- TEXT EXCERPT:
........

India’s AI strategy blends regulation, infrastructure, and innovation to build a sovereign AI ecosystem. With a focus on transparency, talent, and responsible use, it aims to leverage AI for public good and inclusive growth

July 15, 2025 / 15:56 IST
artificial intelligence

The domestic AI‑venture pool has doubled inside twenty‑four months; roughly seventy percent of the money last year chased generative‑AI ideas.

By Vivek Agarwal 

Even cautious analysts whisper that Artificial Intelligence (AI) may nudge our GDP upward by something in the ballpark of $360–430 billion – roughly five to seven percent – by 2030. Flip the telescope: the home market for AI tools and services is forecast to touch $17 billion by 2027, compounding at a head‑spinning 30% or so each year. However, remember that our software exports already generate approximately $320 billion. What this means is that, if targets are met, AI revenues could rival the entire IT-services empire we have spent three decades building. Little wonder every government memo now treats AI as if it were electricity circa 1900.

........

- DATA SHOWN:
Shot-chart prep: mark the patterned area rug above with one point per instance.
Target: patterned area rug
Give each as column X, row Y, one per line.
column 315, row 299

........

- EXERCISES:
1) In the article on India's AI strategy, condense the paragraph beginning "Even cautious analysts whisper" into a shorter version that keeps its main facts.
2) Quote the stretch of the article on India's AI strategy from "By Vivek Agarwal" through "electricity circa 1900.".

- SOLUTIONS TO THE EXERCISE:
1) Even cautious analysts suggest AI could add about $360–430 billion, roughly five to seven percent, to India's GDP by 2030. The domestic market for AI tools and services is forecast to reach $17 billion by 2027, growing about 30% a year. Software exports already generate approximately $320 billion, so if targets are met, AI revenues could rival the IT-services sector built over three decades. Government memos therefore treat AI like electricity around 1900.

2)
By Vivek Agarwal 

Even cautious analysts whisper that Artificial Intelligence (AI) may nudge our GDP upward by something in the ballpark of $360–430 billion – roughly five to seven percent – by 2030. Flip the telescope: the home market for AI tools and services is forecast to touch $17 billion by 2027, compounding at a head‑spinning 30% or so each year. However, remember that our software exports already generate approximately $320 billion. What this means is that, if targets are met, AI revenues could rival the entire IT-services empire we have spent three decades building. Little wonder every government memo now treats AI as if it were electricity circa 1900.